- **WHAT THE TASK REQUIRES**:
The entries shown below are to be printed in full, unaltered.

- **DATASET CONTENT**:
________________________
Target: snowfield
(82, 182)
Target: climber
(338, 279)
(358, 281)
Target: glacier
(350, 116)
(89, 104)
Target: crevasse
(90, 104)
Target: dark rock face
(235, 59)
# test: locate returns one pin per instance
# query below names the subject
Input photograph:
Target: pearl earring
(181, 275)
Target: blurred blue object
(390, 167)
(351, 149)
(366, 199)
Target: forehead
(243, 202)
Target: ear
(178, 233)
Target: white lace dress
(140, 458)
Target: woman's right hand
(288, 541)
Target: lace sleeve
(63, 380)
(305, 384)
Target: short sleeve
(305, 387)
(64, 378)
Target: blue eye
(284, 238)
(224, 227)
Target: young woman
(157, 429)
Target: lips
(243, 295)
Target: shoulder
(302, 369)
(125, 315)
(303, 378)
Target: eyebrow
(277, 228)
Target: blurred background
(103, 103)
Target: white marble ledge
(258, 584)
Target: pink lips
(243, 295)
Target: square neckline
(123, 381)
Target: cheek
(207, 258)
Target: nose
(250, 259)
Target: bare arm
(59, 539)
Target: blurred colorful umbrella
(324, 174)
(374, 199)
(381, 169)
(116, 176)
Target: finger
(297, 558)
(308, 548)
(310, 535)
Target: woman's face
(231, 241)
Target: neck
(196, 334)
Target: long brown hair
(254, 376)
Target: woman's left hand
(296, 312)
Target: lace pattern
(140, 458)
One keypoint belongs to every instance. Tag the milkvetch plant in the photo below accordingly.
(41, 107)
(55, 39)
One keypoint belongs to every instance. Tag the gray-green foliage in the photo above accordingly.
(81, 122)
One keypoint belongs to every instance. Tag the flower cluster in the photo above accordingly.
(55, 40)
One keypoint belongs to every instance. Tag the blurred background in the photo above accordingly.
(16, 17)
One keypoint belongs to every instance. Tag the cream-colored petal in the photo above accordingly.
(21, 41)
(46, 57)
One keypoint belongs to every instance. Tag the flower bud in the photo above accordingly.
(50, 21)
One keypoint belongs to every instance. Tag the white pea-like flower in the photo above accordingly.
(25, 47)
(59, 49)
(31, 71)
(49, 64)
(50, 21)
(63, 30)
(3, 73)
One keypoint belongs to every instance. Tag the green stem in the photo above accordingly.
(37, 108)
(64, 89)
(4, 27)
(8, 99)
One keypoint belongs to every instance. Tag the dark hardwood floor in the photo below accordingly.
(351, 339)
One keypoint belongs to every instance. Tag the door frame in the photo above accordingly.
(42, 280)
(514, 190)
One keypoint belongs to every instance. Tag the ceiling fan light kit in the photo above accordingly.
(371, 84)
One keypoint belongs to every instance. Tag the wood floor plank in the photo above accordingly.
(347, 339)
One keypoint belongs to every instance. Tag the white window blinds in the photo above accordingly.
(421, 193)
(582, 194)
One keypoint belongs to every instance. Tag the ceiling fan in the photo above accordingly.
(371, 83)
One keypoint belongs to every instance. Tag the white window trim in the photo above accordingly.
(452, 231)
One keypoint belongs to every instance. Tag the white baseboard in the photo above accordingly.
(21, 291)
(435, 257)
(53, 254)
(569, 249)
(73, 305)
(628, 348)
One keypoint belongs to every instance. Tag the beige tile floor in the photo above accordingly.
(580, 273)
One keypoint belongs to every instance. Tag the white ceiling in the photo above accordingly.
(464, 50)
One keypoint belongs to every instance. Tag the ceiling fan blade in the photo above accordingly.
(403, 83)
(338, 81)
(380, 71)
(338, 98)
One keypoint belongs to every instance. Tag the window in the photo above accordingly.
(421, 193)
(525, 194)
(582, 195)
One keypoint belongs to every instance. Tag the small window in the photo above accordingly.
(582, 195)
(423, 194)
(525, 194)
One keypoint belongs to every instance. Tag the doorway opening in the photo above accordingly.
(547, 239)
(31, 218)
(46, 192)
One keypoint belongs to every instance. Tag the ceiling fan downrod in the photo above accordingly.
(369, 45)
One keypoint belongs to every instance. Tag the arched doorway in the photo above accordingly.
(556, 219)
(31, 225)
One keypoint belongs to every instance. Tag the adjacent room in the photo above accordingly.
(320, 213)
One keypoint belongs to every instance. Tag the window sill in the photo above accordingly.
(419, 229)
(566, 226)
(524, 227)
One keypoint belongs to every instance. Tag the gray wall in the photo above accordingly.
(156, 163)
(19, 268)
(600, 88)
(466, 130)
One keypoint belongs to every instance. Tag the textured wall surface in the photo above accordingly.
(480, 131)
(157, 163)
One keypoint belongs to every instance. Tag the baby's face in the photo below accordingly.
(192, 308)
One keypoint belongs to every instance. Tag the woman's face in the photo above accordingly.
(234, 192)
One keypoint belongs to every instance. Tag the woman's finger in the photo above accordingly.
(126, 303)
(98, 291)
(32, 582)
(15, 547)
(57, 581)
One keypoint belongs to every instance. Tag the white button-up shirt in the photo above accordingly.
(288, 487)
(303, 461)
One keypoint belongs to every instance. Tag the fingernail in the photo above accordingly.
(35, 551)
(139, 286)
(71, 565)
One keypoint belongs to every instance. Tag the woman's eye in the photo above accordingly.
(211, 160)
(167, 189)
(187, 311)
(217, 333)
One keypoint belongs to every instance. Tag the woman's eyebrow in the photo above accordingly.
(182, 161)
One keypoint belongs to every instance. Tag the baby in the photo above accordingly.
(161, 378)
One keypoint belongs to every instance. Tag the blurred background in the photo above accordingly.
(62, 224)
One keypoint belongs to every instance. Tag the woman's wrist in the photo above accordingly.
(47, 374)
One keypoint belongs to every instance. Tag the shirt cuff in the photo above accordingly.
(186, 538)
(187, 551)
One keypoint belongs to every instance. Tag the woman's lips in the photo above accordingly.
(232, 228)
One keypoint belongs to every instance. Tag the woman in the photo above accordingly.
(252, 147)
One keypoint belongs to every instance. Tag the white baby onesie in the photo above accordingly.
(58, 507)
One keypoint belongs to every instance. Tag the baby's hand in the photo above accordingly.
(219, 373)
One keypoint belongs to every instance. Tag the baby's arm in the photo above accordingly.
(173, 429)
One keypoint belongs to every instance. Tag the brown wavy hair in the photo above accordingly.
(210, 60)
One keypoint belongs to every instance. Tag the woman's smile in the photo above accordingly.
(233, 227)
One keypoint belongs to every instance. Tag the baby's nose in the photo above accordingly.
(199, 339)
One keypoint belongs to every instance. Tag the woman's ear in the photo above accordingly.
________________________
- **THE COMPLETED TASK**:
Target: snowfield
(82, 182)
Target: climber
(338, 279)
(358, 281)
Target: glacier
(350, 116)
(89, 104)
Target: crevasse
(90, 104)
Target: dark rock face
(235, 59)
# test: locate returns one pin per instance
# query below names the subject
Input photograph:
Target: pearl earring
(181, 275)
Target: blurred blue object
(390, 167)
(351, 149)
(366, 199)
Target: forehead
(243, 202)
Target: ear
(178, 233)
Target: white lace dress
(140, 458)
Target: woman's right hand
(288, 541)
Target: lace sleeve
(63, 380)
(305, 384)
Target: short sleeve
(305, 387)
(64, 378)
Target: blue eye
(284, 238)
(224, 227)
Target: young woman
(157, 429)
Target: lips
(243, 295)
Target: shoulder
(302, 369)
(125, 315)
(303, 378)
Target: eyebrow
(277, 228)
Target: blurred background
(103, 103)
Target: white marble ledge
(258, 584)
Target: pink lips
(243, 295)
Target: square neckline
(123, 381)
Target: cheek
(207, 258)
Target: nose
(250, 259)
Target: bare arm
(59, 539)
Target: blurred colorful umbrella
(324, 174)
(374, 199)
(381, 169)
(116, 176)
Target: finger
(297, 558)
(308, 548)
(310, 535)
Target: woman's face
(231, 241)
Target: neck
(196, 334)
Target: long brown hair
(254, 376)
Target: woman's left hand
(296, 312)
Target: lace pattern
(140, 458)
One keypoint belongs to every instance. Tag the milkvetch plant in the photo below accordingly.
(41, 107)
(55, 39)
One keypoint belongs to every instance. Tag the gray-green foliage in the photo above accordingly.
(81, 122)
One keypoint belongs to every instance. Tag the flower cluster in the photo above accordingly.
(55, 40)
One keypoint belongs to every instance. Tag the blurred background in the photo above accordingly.
(16, 17)
One keypoint belongs to every instance. Tag the cream-colored petal in the photo above accordingly.
(21, 41)
(46, 57)
One keypoint belongs to every instance. Tag the flower bud in the photo above accordingly.
(50, 21)
One keypoint belongs to every instance. Tag the white pea-like flower in the photo above accordingly.
(25, 47)
(59, 49)
(31, 71)
(49, 64)
(50, 21)
(63, 30)
(3, 73)
One keypoint belongs to every instance. Tag the green stem in the photo above accordingly.
(37, 108)
(64, 89)
(4, 27)
(8, 99)
One keypoint belongs to every instance. Tag the dark hardwood floor in the photo below accordingly.
(351, 339)
One keypoint belongs to every instance. Tag the door frame in the photo above accordingly.
(42, 280)
(514, 190)
One keypoint belongs to every instance. Tag the ceiling fan light kit in the photo above accordingly.
(371, 84)
One keypoint belongs to every instance. Tag the wood floor plank in the photo above accordingly.
(347, 339)
One keypoint belongs to every instance. Tag the white window blinds in the photo above accordingly.
(421, 193)
(582, 194)
One keypoint belongs to every instance. Tag the ceiling fan in the photo above accordingly.
(371, 83)
One keypoint belongs to every instance. Tag the white window trim in the photo above accordingly.
(452, 231)
One keypoint belongs to every instance. Tag the white baseboard in the photo above accordingly.
(21, 291)
(435, 257)
(53, 254)
(569, 249)
(73, 305)
(628, 348)
One keypoint belongs to every instance. Tag the beige tile floor in the photo above accordingly.
(580, 273)
One keypoint belongs to every instance. Tag the white ceiling in the photo above accordingly.
(464, 50)
One keypoint belongs to every instance. Tag the ceiling fan blade in the photo above accordingly.
(403, 83)
(338, 81)
(380, 71)
(338, 98)
One keypoint belongs to every instance. Tag the window in the photo above accordingly.
(421, 193)
(525, 194)
(582, 195)
One keypoint belongs to every instance. Tag the small window in the photo above accordingly.
(582, 195)
(423, 194)
(525, 194)
One keypoint belongs to every instance. Tag the doorway opening in the photo above accordingly.
(547, 239)
(31, 218)
(46, 192)
One keypoint belongs to every instance. Tag the ceiling fan downrod in the photo above accordingly.
(369, 45)
One keypoint belongs to every instance. Tag the arched doorway in the photo above accordingly.
(556, 219)
(31, 225)
One keypoint belongs to every instance. Tag the adjacent room in the photo above accordingly.
(320, 213)
One keypoint belongs to every instance. Tag the window sill in the photo above accordingly.
(419, 229)
(566, 226)
(524, 227)
One keypoint belongs to every instance. Tag the gray wall in the photo above accordingly.
(156, 163)
(19, 268)
(600, 88)
(466, 130)
One keypoint belongs to every instance. Tag the textured wall surface in the photo above accordingly.
(480, 131)
(157, 163)
One keypoint belongs to every instance. Tag the baby's face in the photo below accordingly.
(192, 308)
One keypoint belongs to every instance. Tag the woman's face in the photo above accordingly.
(234, 192)
One keypoint belongs to every instance. Tag the woman's finger in the photo above accordingly.
(126, 303)
(98, 291)
(32, 582)
(15, 547)
(57, 581)
One keypoint belongs to every instance. Tag the white button-up shirt in the photo above accordingly.
(288, 487)
(303, 461)
One keypoint belongs to every instance. Tag the fingernail in the photo above accordingly.
(35, 551)
(139, 286)
(71, 565)
One keypoint belongs to every instance. Tag the woman's eye in the photo above accordingly.
(211, 160)
(167, 189)
(187, 311)
(217, 333)
One keypoint belongs to every instance. Tag the woman's eyebrow in the photo above accordingly.
(182, 161)
One keypoint belongs to every instance. Tag the baby in the photo above accordingly.
(161, 378)
One keypoint belongs to every instance. Tag the blurred background in the photo above accordingly.
(62, 224)
One keypoint belongs to every instance. Tag the woman's wrist in the photo above accordingly.
(47, 374)
One keypoint belongs to every instance. Tag the shirt cuff in the photo above accordingly.
(186, 538)
(187, 551)
One keypoint belongs to every instance. Tag the woman's lips in the photo above accordingly.
(232, 228)
One keypoint belongs to every instance. Tag the woman in the photo above accordingly.
(252, 147)
One keypoint belongs to every instance. Tag the white baby onesie in the photo above accordingly.
(58, 507)
One keypoint belongs to every instance. Tag the baby's hand in the photo above accordingly.
(219, 373)
One keypoint belongs to every instance. Tag the baby's arm in the photo above accordingly.
(173, 429)
One keypoint belongs to every instance. Tag the brown wavy hair in the photo above accordingly.
(210, 60)
One keypoint belongs to every instance. Tag the woman's smile in the photo above accordingly.
(233, 227)
One keypoint belongs to every instance. Tag the baby's nose in the photo above accordingly.
(199, 339)
One keypoint belongs to every instance. Tag the woman's ear in the photo above accordingly.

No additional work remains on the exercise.